Recast the listing below as a Markdown table with the columns "No." and "Line," numbering each line in order and leaving out blank lines.

.....

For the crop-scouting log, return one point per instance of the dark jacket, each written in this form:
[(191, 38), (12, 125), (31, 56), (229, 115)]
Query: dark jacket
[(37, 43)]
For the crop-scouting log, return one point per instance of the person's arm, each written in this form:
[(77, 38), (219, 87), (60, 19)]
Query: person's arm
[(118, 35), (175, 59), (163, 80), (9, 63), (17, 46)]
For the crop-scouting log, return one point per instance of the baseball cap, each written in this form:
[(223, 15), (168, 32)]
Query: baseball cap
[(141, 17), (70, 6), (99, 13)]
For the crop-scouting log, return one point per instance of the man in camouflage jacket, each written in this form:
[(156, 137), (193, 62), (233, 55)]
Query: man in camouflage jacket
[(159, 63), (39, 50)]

.....

• _Task response_
| No. | Line |
|---|---|
| 1 | For the crop-scouting log, return one point per instance of the dark jacket, each written in this form: |
| 2 | [(191, 38), (12, 125), (31, 56), (229, 115)] |
| 3 | Query: dark jacket |
| 4 | [(37, 43)] |
| 5 | For the crop-scouting log, return one point per instance of the person's arm, each written in this form: |
| 6 | [(77, 38), (219, 87), (60, 19)] |
| 7 | Query: person's arm |
| 8 | [(118, 35), (175, 59), (163, 80), (9, 63), (17, 46)] |
| 9 | For the crop-scouting log, return one point per instance of the baseball cap, each written in this form: |
| 10 | [(223, 15), (168, 32)] |
| 11 | Query: baseball cap |
| 12 | [(141, 17), (70, 6), (99, 13)] |
| 13 | For the crop-scouting log, return one point per instance of the man in camouflage jacket, each written in this form: |
| 14 | [(156, 137), (193, 62), (233, 55)] |
| 15 | Query: man in camouflage jacket |
| 16 | [(159, 63), (39, 50)] |